## Provided passage
Akim of Kostanay Region
- Incumbent
- Assumed office 1 December 2022
- President: Kassym-Jomart Tokayev
- Preceded by: Arhimed Muhambetov

Akim of North Kazakhstan Region
- In office 14 March 2017 – 1 December 2022
- President: Nursultan Nazarbayev Kassym-Jomart Tokayev
- Preceded by: Erik Sultanov
- Succeeded by: Aidarbek Saparov

Personal details
- Born: 24 August 1965 (age 60) Leninskoe, Leninskiy, Kostanay Region, Kazakh SSR, Soviet Union
- Party: Amanat
- Spouse: Galiya Aksakalova
- Children: 4
- Education: Moscow Institute of Agricultural Engineers
- Awards: Order of Kurmet

= Kumar Aksakalov =

Kazakh politician (born 1965)

Qumar Irgebaiūly Aqsaqalov (Құмар Іргебайұлы Ақсақалов; born 24 August 1965) is a Kazakh politician serving as the akim of Kostanay Region since 2022. He previously served as the akim of North Kazakhstan Region from 2017 to 2022.

== Early life and education ==
Kumar Irgebaiuly Aksakalov was born on August 24, 1965, in Leninskoe, a village in Lenin District (now Uzunkol, Uzunkol District), Kostanay Region, Kazakh Soviet Socialist Republic, Soviet Union (now Kazakhstan).

In 1987, he graduated from the Moscow Institute of Agricultural Engineers (now Russian State Agrarian University – Moscow Timiryazev Agricultural Academy) with a degree in engineering. In 2000 he successfully defended his Candidate of Sciences (PhD-equivalent) dissertation on “The Effectiveness of Agrotechnical Services in Maintaining Machinery Operational Condition (a Case Study of Farms in Kostanay Region).”

== Early career ==
In 1987, after graduating from an institute in Moscow, he returned to Kostanay Region and spent two years working as chief engineer at the Krylov State Farm in Uritsky District (now Sarykol District). In 1989 he was appointed first secretary of the district committee of the Lenin Communist Youth Union of Kazakhstan (LKSM).

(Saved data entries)

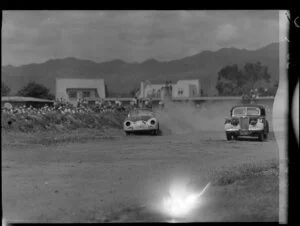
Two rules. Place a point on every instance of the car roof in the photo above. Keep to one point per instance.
(249, 105)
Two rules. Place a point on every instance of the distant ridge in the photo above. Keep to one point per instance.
(121, 76)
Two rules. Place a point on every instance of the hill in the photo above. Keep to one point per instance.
(122, 77)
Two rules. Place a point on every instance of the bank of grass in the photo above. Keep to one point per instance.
(227, 176)
(53, 128)
(55, 121)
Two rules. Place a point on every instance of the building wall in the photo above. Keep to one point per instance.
(80, 85)
(183, 88)
(186, 88)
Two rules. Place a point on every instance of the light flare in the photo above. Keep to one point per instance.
(181, 202)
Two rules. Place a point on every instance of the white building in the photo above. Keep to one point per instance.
(74, 89)
(186, 88)
(183, 88)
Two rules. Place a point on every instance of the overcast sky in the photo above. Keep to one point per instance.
(37, 36)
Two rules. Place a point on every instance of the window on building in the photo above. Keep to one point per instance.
(72, 94)
(86, 94)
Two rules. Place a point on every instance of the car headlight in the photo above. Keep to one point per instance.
(253, 122)
(152, 122)
(234, 122)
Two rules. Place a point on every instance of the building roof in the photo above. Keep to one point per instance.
(24, 99)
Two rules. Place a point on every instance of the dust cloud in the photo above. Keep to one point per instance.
(179, 118)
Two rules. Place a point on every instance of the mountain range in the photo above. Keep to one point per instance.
(122, 77)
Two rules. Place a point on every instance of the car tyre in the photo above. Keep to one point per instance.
(228, 136)
(261, 137)
(156, 132)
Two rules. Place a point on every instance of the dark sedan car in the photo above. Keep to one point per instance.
(247, 120)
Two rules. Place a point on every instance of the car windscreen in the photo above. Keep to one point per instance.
(137, 114)
(239, 111)
(253, 111)
(246, 111)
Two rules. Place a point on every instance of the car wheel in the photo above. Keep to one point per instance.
(235, 137)
(261, 137)
(228, 137)
(156, 132)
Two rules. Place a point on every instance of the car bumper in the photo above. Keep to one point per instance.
(142, 129)
(244, 132)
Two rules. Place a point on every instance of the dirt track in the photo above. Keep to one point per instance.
(83, 182)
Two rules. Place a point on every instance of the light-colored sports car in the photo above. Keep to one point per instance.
(141, 121)
(247, 120)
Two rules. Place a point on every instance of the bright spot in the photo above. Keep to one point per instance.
(181, 201)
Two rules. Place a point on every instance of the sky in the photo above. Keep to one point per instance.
(132, 36)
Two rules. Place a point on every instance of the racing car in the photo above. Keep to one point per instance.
(141, 121)
(247, 120)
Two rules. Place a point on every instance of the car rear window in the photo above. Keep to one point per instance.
(239, 111)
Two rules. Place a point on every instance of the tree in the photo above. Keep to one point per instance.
(235, 81)
(33, 89)
(106, 90)
(5, 90)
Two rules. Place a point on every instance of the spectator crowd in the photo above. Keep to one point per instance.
(63, 107)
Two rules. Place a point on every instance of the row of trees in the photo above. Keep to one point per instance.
(32, 89)
(235, 81)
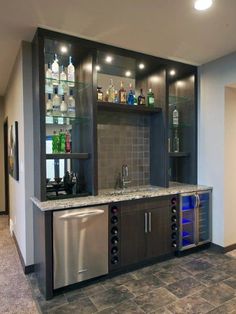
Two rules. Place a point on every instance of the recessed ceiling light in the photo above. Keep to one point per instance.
(109, 59)
(64, 49)
(202, 5)
(127, 73)
(141, 66)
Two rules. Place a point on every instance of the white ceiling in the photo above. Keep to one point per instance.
(165, 28)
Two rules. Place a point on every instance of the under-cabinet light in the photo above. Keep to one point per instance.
(202, 5)
(141, 66)
(108, 59)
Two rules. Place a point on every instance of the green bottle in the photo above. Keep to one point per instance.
(55, 142)
(150, 98)
(62, 140)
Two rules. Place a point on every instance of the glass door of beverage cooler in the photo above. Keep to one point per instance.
(204, 217)
(187, 237)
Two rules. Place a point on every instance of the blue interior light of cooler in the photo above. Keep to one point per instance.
(185, 234)
(186, 221)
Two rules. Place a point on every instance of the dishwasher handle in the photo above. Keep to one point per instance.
(82, 214)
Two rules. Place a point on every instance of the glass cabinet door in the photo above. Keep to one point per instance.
(204, 217)
(187, 219)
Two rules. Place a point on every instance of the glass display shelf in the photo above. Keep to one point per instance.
(108, 106)
(79, 86)
(64, 120)
(175, 100)
(67, 156)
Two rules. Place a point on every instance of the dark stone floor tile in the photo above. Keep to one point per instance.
(111, 297)
(217, 294)
(190, 305)
(211, 276)
(227, 307)
(197, 266)
(171, 274)
(229, 267)
(185, 287)
(154, 300)
(83, 306)
(143, 285)
(231, 282)
(117, 281)
(127, 307)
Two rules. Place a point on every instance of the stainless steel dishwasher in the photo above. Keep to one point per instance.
(80, 244)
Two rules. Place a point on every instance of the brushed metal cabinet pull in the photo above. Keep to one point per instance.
(145, 222)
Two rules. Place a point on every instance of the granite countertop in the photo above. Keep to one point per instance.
(110, 196)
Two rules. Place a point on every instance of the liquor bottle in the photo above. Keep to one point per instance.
(63, 106)
(48, 80)
(62, 140)
(175, 118)
(176, 142)
(111, 92)
(71, 73)
(55, 142)
(49, 106)
(150, 98)
(99, 94)
(141, 98)
(56, 103)
(71, 104)
(122, 94)
(130, 99)
(68, 146)
(55, 71)
(63, 86)
(116, 100)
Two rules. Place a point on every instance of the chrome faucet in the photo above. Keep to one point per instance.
(124, 176)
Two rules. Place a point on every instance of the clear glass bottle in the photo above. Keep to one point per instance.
(175, 117)
(63, 106)
(49, 106)
(71, 73)
(56, 103)
(55, 71)
(130, 98)
(141, 98)
(122, 94)
(150, 98)
(71, 104)
(176, 142)
(111, 92)
(48, 80)
(63, 86)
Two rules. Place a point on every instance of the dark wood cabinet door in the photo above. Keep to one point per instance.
(159, 232)
(133, 237)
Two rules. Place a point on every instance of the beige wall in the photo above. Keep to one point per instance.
(230, 166)
(2, 191)
(18, 107)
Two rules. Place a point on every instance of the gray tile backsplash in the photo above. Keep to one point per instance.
(123, 140)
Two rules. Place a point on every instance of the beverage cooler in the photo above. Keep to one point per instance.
(195, 219)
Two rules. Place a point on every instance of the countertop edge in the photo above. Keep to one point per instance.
(106, 199)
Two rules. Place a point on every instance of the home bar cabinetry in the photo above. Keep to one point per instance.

## Set of tasks
1 - Using the biography of Kumar Aksakalov, say whether each statement agrees with it: (a) he graduated from the Moscow Institute of Agricultural Engineers in 1987; (b) he became akim of North Kazakhstan Region before Erik Sultanov did; (c) he worked for two years as chief engineer at the Krylov State Farm. Answer yes or no for each and quote the words that decide it.
2 - Go on with the biography of Kumar Aksakalov from the point where it stops.

## Written responses
1 -
(a) Yes: "In 1987, he graduated from the Moscow Institute of Agricultural Engineers"
(b) No: "Preceded by: Erik Sultanov"
(c) Yes: "spent two years working as chief engineer at the Krylov State Farm"

2 -
In 1992, he resumed work in agriculture, joining the “Mayak” State Farm. After a year there he became director of the small state enterprise “Novoselovka” in Kostanay District. From 1994 to 1996 he served as deputy general director of the “Kustanayskoye” Scientific and Production Association in the same district.

In 1996 he was named president of AOOT “Sever”.

== Political career ==
In October 1998 he was appointed akim (head) of Mendykara District; in October 2002 he became akim of Taranov District (now Beimbet Mailin District).

On May 13, 2004, he moved to Astana and joined the Presidential Administration as a state inspector. On August 22, 2006, akim of Jambyl Region Boribai Jeksembin appointed Aksakalov deputy akim of the region.

In January 2010, he joined the Nur Otan party, initially as deputy head and later two years, January 23, 2012, as head of the party's central apparatus. On February 20, 2014, he was appointed party secretary for ideology.

By president Nursultan Nazarbayev's decree No. 82 on September 4, 2015, he was appointed deputy Aqorda Chief of Staff.

On March 14, 2017, Nazarbayev nominated him for the post of akim of North Kazakhstan Region; the nomination was supported by 30 local maslihat members and by Nazarbayev's decree No. 443 Aksakalov was appointed 9th akim of the North Kazakhstan Region. A month later he joined to the National Commission for the Implementation of the Program of Modernization of Public Consciousness, and on 19 April he became head of the regional branch of Nur Otan. Following Kassym-Jomart Tokayev’s election as president, Aksakalov's powers were renewed on 17 June in accordance with the Constitution.

On December 1, 2022, president Tokayev proposed Aksakalov and Aslan Janyspayev for the post of akim of Kostanay Region. In an open vote attended by 244 all Maslihats members, Aksakalov received 192 votes while Janyspayev received 52. After winning the vote and by Tokayev's decree No. 28 Aksakalov was dismissed from his previous post and appointed 8th akim of the Kostanay Region.

== Personal life ==
Aksakalov is married to Candidate of Sociological Sciences Galiya Askhatqyzy Aksakalova (born 1966). They have three daughters, Sabina (born 1989), Aigerim (born 1990) and Aida (1998), and a son, Atlant (born 2001).